Message-ID: <1422537297.21689.15.camel@edumazet-glaptop2.roam.corp.google.com> (sfid-20150129_141512_103971_1F536019)
Subject: Re: Throughput regression with `tcp: refine TSO autosizing`
From: Eric Dumazet <eric.dumazet@gmail.com>
To: Michal Kazior <michal.kazior@tieto.com>
Cc: linux-wireless <linux-wireless@vger.kernel.org>,
	Network Development <netdev@vger.kernel.org>,
	eyalpe@dev.mellanox.co.il
Date: Thu, 29 Jan 2015 05:14:57 -0800
In-Reply-To: <CA+BoTQkVu23P3EOmY_Q3E1GJnWsyF==Pawz4iPOS_Bq5dvfO5Q@mail.gmail.com>
References: <CA+BoTQkVu23P3EOmY_Q3E1GJnWsyF==Pawz4iPOS_Bq5dvfO5Q@mail.gmail.com>
Content-Type: text/plain; charset="UTF-8"
Mime-Version: 1.0
Sender: linux-wireless-owner@vger.kernel.org

On Thu, 2015-01-29 at 12:48 +0100, Michal Kazior wrote:
> Hi,
> 
> I'm not subscribed to netdev list and I can't find the message-id so I
> can't reply directly to the original thread `BW regression after "tcp:
> refine TSO autosizing"`.
> 
> I've noticed a big TCP performance drop with ath10k
> (drivers/net/wireless/ath/ath10k) on 3.19-rc5. Instead of 500mbps I
> get 250mbps in my testbed.
> 
> After bisecting I ended up at `tcp: refine TSO autosizing`. Reverting
> `tcp: refine TSO autosizing` and `tcp: Do not apply TSO segment limit
> to non-TSO packets` (for conflict free reverts) fixes the problem.
> 
> My testing setup is as follows:
> 
>  a) ath10k AP, github.com/kvalo/ath/tree/master 3.19-rc5, w/ reverts
>  b) ath10k STA connected to (a), github.com/kvalo/ath/tree/master
> 3.19-rc5, w/ reverts
>  c) (b) w/o reverts
> 
> Devices are 3x3 (AP) and 2x2 (Client) and are RF cabled. 11ac@80MHz
> 2x2 has 866mbps modulation rate. In practice this should deliver
> ~700mbps of real UDP traffic.

▶ Information given
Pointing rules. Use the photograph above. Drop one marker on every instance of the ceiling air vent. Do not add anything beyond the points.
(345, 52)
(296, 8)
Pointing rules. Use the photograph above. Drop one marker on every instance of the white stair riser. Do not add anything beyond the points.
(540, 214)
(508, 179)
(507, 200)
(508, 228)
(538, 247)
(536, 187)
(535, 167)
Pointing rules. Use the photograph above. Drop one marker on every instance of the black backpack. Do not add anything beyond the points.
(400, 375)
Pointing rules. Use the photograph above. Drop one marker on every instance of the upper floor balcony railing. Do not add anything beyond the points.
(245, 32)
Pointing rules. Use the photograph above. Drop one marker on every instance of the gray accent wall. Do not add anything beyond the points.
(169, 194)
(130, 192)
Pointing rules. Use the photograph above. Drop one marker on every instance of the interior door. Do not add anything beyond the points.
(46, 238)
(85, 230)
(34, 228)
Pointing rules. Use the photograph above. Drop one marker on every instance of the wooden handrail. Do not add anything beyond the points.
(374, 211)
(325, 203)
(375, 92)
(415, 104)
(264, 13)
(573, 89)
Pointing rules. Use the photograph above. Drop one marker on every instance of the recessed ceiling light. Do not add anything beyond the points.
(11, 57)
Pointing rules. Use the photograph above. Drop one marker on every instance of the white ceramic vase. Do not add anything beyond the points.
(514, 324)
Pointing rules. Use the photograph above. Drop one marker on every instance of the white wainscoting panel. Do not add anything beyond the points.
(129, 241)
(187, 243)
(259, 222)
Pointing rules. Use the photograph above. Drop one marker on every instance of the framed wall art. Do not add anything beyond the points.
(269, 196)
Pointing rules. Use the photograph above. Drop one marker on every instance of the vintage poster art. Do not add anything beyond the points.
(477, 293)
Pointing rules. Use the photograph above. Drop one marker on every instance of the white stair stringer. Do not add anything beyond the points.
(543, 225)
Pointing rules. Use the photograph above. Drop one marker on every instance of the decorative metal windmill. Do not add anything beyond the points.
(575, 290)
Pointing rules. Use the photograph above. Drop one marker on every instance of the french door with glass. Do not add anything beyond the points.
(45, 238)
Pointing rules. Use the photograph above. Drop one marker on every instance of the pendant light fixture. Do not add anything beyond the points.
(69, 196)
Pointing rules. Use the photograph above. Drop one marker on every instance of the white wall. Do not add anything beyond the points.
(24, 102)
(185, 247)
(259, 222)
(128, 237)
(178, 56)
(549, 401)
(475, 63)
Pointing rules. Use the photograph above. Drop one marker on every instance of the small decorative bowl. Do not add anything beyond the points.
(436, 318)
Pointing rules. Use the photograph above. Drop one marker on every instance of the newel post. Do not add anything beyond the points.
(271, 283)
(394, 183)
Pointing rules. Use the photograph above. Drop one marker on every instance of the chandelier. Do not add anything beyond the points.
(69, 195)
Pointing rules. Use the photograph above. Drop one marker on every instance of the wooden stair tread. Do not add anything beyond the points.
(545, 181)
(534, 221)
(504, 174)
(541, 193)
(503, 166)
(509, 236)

▶ Tasks and exercises
1. In the email about the TSO autosizing regression, what throughput did the ath10k testbed deliver on 3.19-rc5 instead of 500mbps?
2. Write out the email about the TSO autosizing regression from "Mime-Version: 1.0" to "in my testbed.".

▶ Outputs
1. 250mbps

2.
Mime-Version: 1.0
Sender: linux-wireless-owner@vger.kernel.org

On Thu, 2015-01-29 at 12:48 +0100, Michal Kazior wrote:
> Hi,
> 
> I'm not subscribed to netdev list and I can't find the message-id so I
> can't reply directly to the original thread `BW regression after "tcp:
> refine TSO autosizing"`.
> 
> I've noticed a big TCP performance drop with ath10k
> (drivers/net/wireless/ath/ath10k) on 3.19-rc5. Instead of 500mbps I
> get 250mbps in my testbed.